**EXERCISE INSTRUCTIONS:** Starting at the line with "A point falls on each instance of the knee", set down each line of the entries below through the last one, exactly as it stands.
○ ○ ○ ○ ○ ○ ○
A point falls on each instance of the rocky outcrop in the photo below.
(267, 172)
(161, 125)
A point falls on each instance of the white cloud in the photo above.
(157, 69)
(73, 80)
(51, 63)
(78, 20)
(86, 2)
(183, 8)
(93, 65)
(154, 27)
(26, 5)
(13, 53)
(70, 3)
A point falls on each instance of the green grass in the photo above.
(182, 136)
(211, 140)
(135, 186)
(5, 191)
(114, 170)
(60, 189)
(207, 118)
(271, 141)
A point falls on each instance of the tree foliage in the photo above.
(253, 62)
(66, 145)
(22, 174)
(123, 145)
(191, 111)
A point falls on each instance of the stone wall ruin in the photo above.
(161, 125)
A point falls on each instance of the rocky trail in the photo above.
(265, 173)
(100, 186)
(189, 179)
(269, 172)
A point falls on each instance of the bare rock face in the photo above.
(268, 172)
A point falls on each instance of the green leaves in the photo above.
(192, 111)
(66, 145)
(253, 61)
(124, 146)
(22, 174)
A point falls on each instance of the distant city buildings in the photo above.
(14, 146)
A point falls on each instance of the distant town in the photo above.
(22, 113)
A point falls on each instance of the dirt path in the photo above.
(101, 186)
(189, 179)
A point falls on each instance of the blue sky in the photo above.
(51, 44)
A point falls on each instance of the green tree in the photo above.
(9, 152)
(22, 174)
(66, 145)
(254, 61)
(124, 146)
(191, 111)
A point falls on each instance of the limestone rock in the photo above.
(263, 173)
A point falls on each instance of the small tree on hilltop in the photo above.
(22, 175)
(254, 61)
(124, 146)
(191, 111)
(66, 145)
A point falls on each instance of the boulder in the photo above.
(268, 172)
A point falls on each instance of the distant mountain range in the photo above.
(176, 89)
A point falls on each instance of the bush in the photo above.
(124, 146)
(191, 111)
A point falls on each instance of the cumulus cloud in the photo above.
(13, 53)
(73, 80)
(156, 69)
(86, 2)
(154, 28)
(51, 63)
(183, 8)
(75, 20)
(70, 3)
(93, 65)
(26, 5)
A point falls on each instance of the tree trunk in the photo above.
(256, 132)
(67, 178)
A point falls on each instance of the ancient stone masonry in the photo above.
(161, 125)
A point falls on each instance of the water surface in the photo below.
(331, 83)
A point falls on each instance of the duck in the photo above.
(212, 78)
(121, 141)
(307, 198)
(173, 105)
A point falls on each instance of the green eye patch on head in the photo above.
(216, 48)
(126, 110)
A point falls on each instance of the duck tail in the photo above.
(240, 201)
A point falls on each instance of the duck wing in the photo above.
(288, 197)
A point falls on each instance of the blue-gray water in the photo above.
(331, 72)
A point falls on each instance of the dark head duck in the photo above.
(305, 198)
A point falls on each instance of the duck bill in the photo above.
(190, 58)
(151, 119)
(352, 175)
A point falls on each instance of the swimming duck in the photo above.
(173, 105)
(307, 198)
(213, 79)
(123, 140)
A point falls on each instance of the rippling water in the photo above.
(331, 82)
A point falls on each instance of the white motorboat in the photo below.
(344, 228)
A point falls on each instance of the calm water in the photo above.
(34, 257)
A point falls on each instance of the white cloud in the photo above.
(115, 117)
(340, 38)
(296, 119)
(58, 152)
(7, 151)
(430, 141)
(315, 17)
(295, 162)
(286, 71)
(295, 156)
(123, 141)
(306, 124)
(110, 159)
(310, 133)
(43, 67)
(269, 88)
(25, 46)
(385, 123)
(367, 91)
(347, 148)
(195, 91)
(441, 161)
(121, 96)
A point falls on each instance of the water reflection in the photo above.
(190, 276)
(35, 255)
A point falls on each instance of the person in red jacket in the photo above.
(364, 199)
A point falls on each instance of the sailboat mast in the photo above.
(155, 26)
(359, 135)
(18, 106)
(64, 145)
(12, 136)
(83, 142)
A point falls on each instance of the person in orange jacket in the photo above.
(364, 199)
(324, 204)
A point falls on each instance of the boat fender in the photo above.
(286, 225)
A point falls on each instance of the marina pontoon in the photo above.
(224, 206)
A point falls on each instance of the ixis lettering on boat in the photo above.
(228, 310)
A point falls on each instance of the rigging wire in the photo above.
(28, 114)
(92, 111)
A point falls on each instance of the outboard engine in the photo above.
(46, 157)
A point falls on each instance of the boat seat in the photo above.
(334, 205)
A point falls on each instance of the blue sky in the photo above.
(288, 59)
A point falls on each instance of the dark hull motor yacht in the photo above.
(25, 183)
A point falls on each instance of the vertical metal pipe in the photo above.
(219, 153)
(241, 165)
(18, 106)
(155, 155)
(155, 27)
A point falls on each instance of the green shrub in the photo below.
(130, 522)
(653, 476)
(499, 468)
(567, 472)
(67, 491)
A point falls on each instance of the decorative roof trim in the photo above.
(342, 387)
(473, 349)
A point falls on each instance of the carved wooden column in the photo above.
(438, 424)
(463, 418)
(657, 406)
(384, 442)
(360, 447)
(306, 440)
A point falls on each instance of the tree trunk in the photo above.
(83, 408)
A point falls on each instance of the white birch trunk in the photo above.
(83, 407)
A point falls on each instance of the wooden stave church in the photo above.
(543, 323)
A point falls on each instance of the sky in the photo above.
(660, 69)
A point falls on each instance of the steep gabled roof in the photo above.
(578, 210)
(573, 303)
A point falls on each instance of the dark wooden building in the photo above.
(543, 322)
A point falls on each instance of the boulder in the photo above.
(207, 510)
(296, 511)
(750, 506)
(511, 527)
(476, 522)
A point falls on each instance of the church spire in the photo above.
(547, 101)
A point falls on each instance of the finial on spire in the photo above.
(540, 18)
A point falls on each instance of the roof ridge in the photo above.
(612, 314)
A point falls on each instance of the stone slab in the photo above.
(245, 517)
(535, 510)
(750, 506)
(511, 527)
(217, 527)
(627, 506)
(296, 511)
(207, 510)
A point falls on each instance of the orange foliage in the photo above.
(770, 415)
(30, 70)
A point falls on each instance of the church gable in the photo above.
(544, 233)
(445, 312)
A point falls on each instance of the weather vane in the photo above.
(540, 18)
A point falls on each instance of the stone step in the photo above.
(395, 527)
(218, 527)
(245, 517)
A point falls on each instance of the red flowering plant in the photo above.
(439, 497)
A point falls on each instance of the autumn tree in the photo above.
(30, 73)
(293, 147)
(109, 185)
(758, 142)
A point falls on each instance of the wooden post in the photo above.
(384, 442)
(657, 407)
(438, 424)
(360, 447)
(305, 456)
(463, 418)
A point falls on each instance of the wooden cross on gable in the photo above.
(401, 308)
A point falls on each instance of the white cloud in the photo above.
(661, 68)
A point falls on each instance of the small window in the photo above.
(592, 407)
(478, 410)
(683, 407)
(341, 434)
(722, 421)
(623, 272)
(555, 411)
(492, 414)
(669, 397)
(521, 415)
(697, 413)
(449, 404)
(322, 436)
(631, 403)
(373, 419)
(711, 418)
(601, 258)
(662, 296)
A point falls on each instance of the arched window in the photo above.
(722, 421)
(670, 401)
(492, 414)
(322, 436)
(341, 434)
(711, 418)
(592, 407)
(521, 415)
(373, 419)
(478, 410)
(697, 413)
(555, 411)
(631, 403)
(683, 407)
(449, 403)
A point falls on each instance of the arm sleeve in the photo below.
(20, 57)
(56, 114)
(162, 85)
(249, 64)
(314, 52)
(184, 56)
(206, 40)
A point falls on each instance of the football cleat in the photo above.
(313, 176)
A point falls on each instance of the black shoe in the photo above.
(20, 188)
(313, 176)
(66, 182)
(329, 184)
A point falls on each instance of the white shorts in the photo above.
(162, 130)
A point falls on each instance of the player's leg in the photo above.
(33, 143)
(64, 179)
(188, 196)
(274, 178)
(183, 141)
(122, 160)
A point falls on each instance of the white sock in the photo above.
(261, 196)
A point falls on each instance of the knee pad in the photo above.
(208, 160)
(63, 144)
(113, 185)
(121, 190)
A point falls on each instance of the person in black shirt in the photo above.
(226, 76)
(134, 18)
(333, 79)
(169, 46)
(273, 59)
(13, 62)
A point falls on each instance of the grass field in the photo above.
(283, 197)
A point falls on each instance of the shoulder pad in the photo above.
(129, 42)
○ ○ ○ ○ ○ ○ ○
**EXERCISE OUTPUT:**
A point falls on each instance of the knee pad in the photo above.
(208, 160)
(63, 144)
(113, 185)
(121, 190)
A point falls on each instance of the person in black shirt in the photo above.
(226, 76)
(134, 18)
(333, 79)
(169, 46)
(273, 59)
(13, 62)
A point falls on each instance of the grass field in the photo above.
(283, 197)
A point falls on each instance of the shoulder pad in the photo above.
(129, 42)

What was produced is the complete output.